## begin

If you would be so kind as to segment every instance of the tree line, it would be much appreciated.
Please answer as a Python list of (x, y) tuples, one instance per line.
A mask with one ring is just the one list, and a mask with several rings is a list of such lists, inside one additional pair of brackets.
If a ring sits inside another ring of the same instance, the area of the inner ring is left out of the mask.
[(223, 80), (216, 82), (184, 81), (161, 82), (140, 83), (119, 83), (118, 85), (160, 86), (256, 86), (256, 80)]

## end

Required task
Write out every line of the records above word for word, with no changes.

The solution
If you would be so kind as to segment every instance of the tree line, it would be much appreciated.
Please answer as a Python list of (x, y) tuples, one instance per line.
A mask with one ring is just the one list, and a mask with several rings is a list of such lists, inside one additional pair of brackets.
If a ring sits inside another ring of the same instance, the area of the inner ring is left out of the mask.
[(223, 80), (216, 82), (184, 81), (161, 82), (140, 83), (119, 83), (118, 85), (160, 86), (256, 86), (256, 80)]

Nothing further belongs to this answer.